▶ **Task to carry out**
Pull out every line in the entries below that contains the word "white". Only lines where the letters have the same upper and lower case count as matches.

▶ **Entries**
■ ■ ■

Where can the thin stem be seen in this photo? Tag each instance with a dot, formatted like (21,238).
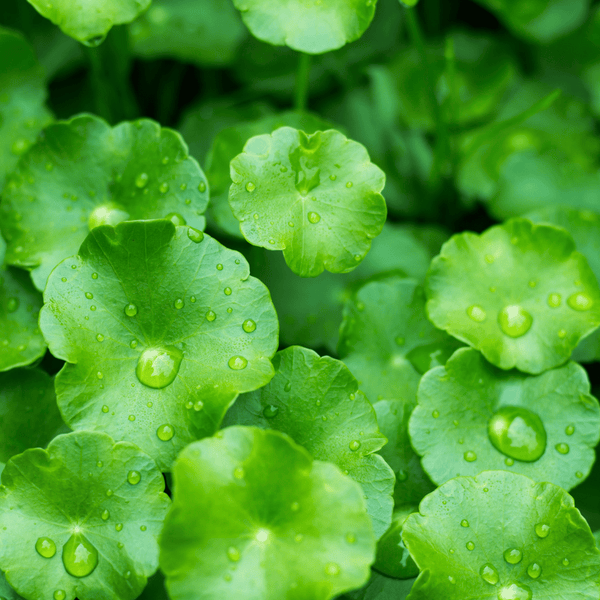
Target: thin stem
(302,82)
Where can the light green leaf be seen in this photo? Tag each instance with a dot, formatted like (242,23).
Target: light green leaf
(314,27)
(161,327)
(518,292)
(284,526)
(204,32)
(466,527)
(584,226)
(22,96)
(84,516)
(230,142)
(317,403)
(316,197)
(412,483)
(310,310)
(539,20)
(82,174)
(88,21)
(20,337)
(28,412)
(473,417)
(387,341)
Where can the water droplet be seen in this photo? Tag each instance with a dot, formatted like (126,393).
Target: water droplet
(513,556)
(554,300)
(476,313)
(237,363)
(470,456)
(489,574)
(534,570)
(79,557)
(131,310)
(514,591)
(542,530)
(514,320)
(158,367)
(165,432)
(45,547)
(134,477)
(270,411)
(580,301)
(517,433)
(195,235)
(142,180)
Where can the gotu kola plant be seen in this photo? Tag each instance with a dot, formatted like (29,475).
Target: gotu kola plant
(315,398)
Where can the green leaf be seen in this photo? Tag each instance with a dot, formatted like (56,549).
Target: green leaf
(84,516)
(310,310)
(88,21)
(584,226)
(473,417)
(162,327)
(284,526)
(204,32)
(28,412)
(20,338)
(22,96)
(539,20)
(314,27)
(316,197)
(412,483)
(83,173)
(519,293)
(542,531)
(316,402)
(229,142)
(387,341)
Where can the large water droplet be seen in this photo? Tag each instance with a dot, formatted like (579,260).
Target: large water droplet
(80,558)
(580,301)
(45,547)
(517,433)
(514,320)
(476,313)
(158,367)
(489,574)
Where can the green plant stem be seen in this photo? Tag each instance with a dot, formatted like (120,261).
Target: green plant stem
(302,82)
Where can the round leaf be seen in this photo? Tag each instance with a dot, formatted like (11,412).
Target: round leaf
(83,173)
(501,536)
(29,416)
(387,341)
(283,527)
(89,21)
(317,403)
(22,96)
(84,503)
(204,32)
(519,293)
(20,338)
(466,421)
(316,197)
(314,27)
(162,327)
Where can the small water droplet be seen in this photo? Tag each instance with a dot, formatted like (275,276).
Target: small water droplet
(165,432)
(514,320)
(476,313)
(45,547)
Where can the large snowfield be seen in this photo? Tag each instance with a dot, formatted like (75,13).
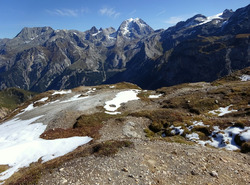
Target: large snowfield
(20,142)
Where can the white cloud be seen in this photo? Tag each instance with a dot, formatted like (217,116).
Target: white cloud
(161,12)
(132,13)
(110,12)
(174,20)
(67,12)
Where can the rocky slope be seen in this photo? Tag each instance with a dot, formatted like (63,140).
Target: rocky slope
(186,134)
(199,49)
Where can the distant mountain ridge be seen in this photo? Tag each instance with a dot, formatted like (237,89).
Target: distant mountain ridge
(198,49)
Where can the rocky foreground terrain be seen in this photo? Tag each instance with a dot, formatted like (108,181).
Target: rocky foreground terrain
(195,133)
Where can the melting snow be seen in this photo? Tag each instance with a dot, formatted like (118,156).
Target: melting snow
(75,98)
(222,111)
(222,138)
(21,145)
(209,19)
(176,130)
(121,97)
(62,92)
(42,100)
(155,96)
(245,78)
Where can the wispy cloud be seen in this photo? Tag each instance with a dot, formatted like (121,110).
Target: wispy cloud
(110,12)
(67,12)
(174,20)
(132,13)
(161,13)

■ ■ ■

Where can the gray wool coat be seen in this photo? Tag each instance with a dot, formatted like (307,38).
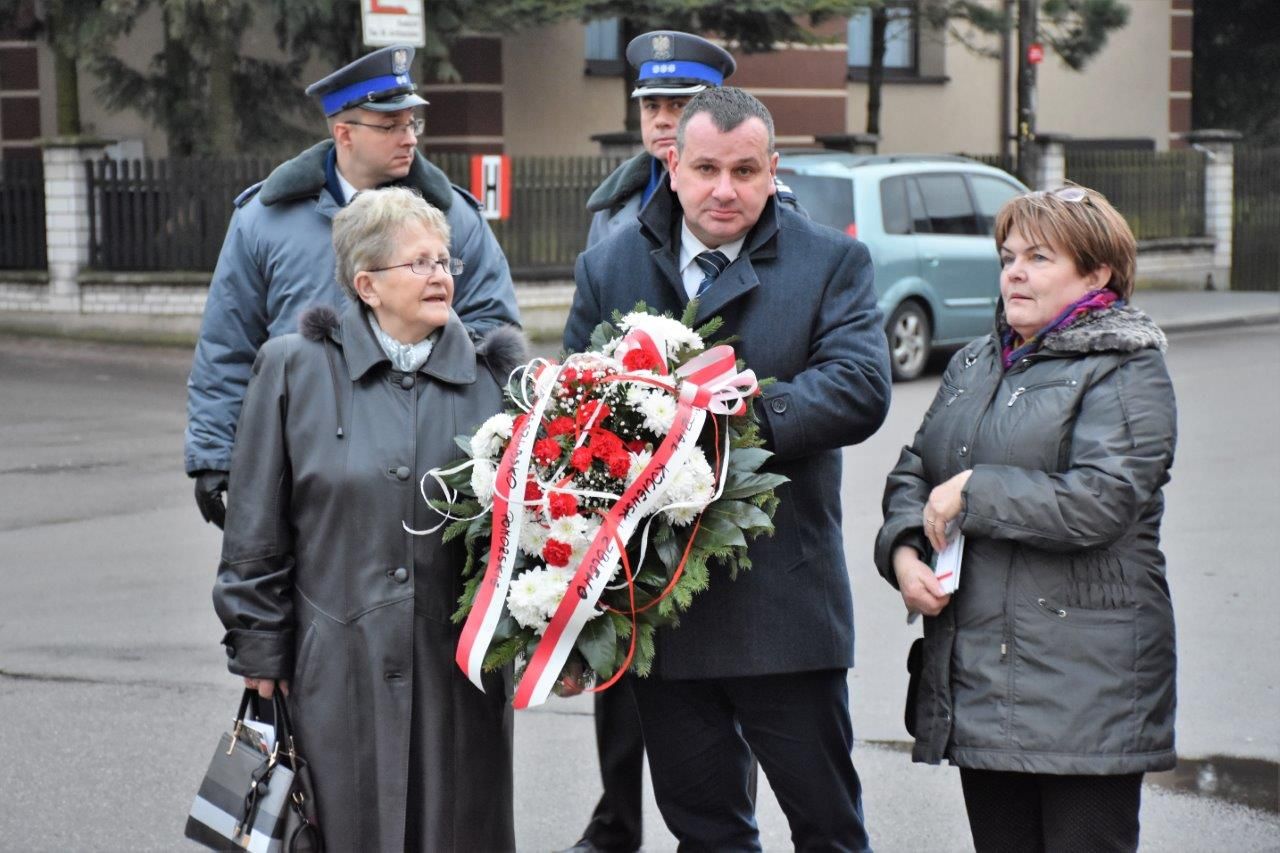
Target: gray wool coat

■ ■ ■

▶ **Task result**
Where can the white cloud be seen in this photo? Tag each instance with a dot, formatted like (217,116).
Target: white cloud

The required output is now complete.